:: TO DO ::
Copy out each line below that contains the word "dark", treating uppercase and lowercase letters as different.

:: SUPPLIED DATA ::

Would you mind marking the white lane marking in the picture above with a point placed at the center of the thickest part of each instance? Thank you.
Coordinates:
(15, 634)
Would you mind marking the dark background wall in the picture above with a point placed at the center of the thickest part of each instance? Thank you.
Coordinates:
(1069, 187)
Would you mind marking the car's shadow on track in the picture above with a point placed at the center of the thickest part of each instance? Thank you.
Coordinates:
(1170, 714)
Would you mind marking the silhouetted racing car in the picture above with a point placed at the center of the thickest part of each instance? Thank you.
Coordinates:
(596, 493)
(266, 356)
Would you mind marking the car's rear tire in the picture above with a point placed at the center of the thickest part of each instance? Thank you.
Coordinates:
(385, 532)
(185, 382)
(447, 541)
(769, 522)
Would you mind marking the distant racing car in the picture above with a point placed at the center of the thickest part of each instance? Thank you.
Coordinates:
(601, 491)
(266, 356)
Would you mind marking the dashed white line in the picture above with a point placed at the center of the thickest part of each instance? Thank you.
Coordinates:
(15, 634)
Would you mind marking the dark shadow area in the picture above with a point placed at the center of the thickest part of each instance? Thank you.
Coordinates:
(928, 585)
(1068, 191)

==

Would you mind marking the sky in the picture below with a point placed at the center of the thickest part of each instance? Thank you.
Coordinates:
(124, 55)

:: RESULT FOR THIS TASK ::
Would you mind marking the dark background wall in the picture above with a point placed at the center of the thickest part of each instance? Thank you.
Would you mind marking the dark shadow area in the picture above with a point placed at the center of the thickest part of each instance? Thank you.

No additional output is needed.